=== WRITTEN EXERCISE 1 ===
In the mailing-list thread, shorten the paragraph that begins "As it is now, when the automount unit has failed" while keeping its main facts.
=== WRITTEN EXERCISE 2 ===
In the mailing-list thread, take the part that opens with the words containing "Re: [systemd-devel] automount" and closes with "I have a question/issue with the behaviour of (auto)mount units.", and write it out again with "behaviour" swapped for "behavior".
=== WRITTEN EXERCISE 3 ===
According to the mailing-list thread, what kind of remote filesystem does the writer want to mount automatically?
═════ PROVIDED TEXT
If systemd + automount isn't the solution to automatically (and
robustly) mount remote filesystems (in my case sshfs), what is?

Best regards,
Bjørn Forsman
___
systemd-devel mailing list
systemd-devel@lists.freedesktop.org
https://lists.freedesktop.org/mailman/listinfo/systemd-devel


Re: [systemd-devel] automount unit that never fails?

2016-10-01 Thread Bjørn Forsman
On 20 September 2016 at 09:08, Bjørn Forsman  wrote:
> I have a question/issue with the behaviour of (auto)mount units.
> [...]

Bump.

Best regards,
Bjørn Forsman
___
systemd-devel mailing list
systemd-devel@lists.freedesktop.org
https://lists.freedesktop.org/mailman/listinfo/systemd-devel


[systemd-devel] automount unit that never fails?

2016-09-20 Thread Bjørn Forsman
Hi systemd developers,

My name is Bjørn Forsman and this is my first post to this list. I
have a question/issue with the behaviour of (auto)mount units.

When a mount unit fails (repeatedly), it takes the corresponding
automount unit down with it. To me this breaks a very nice property
I'd like to have:

  A mountpoint should EITHER return the mounted filesystem OR return an error.

As it is now, when the automount unit has failed, programs accessing
the mountpoint will not receive any errors and instead silently access
the local filesystem. That's bad!

I don't consider using mountpoint(1) or "test
mountpoint/IF_YOU_SEE_THIS_ITS_NOT_MOUNTED" proper solutions, because
they are out-of-band.
══════════
═════ DATASET EXTRACT
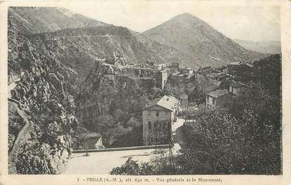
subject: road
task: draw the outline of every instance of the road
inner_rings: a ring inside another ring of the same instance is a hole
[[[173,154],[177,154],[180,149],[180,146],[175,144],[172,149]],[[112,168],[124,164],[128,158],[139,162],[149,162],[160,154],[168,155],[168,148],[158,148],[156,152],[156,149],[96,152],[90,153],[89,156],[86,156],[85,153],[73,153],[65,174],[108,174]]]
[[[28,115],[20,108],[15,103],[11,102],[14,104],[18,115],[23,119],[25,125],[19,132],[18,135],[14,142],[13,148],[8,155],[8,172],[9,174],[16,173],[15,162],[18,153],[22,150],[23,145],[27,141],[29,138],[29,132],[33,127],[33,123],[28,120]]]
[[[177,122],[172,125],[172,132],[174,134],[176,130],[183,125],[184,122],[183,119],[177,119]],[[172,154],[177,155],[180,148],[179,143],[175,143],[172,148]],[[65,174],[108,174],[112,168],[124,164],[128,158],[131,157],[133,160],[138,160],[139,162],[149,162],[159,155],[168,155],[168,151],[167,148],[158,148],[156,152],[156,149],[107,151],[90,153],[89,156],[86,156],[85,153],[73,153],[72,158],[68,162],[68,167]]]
══════════
═════ DATASET EXTRACT
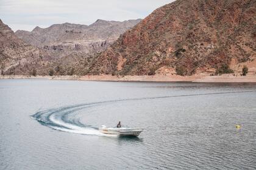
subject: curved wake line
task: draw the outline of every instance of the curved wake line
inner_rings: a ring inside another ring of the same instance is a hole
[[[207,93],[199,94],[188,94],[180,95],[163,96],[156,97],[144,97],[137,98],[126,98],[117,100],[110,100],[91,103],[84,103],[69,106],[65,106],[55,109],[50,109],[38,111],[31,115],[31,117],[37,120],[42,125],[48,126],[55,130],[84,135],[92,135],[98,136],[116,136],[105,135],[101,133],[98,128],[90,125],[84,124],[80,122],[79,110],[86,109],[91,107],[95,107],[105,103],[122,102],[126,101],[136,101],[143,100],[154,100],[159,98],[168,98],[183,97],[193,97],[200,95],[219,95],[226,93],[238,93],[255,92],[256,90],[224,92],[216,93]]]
══════════
=== CORRECT RESPONSE 1 ===
Once the automount unit has failed, programs accessing the mountpoint get no errors and silently use the local filesystem instead, which is bad.

=== CORRECT RESPONSE 2 ===
Re: [systemd-devel] automount unit that never fails?

2016-10-01 Thread Bjørn Forsman
On 20 September 2016 at 09:08, Bjørn Forsman  wrote:
> I have a question/issue with the behavior of (auto)mount units.

=== CORRECT RESPONSE 3 ===
sshfs